Suing beyond the grave – could this set a dangerous precedent?

The first case of its kind has been brought to court following a legislation change in 2017 to remove the three-year limitation for damages in childhood abuse claims. The case has made legal history as the pursuer intends to sue her late stepfather’s estate for £100,000 over claims of abuse. The woman, who is now in her forties, claims her stepfather sexually abused her between the ages of 11 and 15 years old (from 1981 to 1985). The alleged abuser was charged and served with a petition after new evidence emerged in 2017, however, he died eleven days later.

What is the current law for historic abuse claims?

The Limitation (Childhood Abuse) (Scotland) Act 2017 removes the three-year limitation period from civil actions for personal injury damages for survivors of historical child abuse and is relevant to abuse that took place on or after 26th September 1964. This amendment to the law means claims that were previously subject to the three-year limitation period, and failed because of the restricted timescale, can now be taken to court again.

While a decree of absolvitor – a court judgement found in favour of the defendant – means an action cannot be re-raised, the 2017 Act created an exception for claims involving abuse. It can be argued that this sets a precedent which has the potential to be dangerous in other areas of the law.

Will this open the floodgates for historic abuse claims against the deceased?

Sheriff Lorna Drummond QC has given the go-ahead for evidence to be heard from the pursuer’s sister as well as a clinical psychologist to determine whether damages should be awarded. While the pursuer’s sister has supported the claims made, the executor of the estate – her step-brother – has contested the allegations and is the defender in the case.

**DATA FOR ANALYSIS**
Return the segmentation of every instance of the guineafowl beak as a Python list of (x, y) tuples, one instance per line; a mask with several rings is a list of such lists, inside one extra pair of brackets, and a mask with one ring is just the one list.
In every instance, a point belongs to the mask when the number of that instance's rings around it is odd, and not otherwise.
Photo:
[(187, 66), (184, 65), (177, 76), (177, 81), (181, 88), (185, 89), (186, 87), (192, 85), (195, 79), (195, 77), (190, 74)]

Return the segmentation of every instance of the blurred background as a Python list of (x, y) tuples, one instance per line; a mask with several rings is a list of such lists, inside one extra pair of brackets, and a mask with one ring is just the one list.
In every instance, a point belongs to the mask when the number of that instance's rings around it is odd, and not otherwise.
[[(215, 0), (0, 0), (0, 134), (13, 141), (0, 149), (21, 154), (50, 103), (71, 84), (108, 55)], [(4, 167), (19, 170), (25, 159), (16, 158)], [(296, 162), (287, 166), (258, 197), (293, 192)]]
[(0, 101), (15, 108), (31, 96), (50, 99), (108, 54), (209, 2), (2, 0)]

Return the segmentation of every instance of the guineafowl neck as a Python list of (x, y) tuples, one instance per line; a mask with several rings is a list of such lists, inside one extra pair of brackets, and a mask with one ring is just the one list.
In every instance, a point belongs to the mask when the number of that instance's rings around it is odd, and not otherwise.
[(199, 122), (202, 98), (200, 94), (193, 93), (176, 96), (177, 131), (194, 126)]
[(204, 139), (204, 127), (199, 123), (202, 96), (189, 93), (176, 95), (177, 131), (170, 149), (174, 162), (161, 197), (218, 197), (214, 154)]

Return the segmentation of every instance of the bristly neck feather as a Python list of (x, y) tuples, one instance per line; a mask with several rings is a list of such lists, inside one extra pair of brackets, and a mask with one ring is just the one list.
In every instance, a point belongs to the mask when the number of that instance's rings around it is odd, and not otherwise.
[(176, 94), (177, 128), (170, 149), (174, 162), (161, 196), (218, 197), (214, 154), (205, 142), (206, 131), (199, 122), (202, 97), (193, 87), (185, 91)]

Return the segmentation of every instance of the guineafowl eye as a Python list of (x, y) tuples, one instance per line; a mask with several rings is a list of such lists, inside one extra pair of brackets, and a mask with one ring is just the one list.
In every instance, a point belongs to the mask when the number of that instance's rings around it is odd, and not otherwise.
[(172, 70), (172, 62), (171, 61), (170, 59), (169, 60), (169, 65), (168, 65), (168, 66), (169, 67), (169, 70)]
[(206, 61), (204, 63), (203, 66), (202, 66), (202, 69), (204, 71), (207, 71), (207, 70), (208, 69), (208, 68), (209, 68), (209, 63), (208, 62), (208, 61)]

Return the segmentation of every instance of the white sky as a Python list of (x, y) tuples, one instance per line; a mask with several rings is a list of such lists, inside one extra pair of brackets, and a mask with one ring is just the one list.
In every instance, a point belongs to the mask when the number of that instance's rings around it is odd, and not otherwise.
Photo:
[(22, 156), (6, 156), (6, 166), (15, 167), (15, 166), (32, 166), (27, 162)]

**WHAT IS NEEDED**
Reproduce the part of the article on suing a dead abuser's estate that begins at the words "What is the" and stops after the words "to court again.". The items have nothing to do with the article.

**RESULT FOR THIS EXERCISE**
What is the current law for historic abuse claims?

The Limitation (Childhood Abuse) (Scotland) Act 2017 removes the three-year limitation period from civil actions for personal injury damages for survivors of historical child abuse and is relevant to abuse that took place on or after 26th September 1964. This amendment to the law means claims that were previously subject to the three-year limitation period, and failed because of the restricted timescale, can now be taken to court again.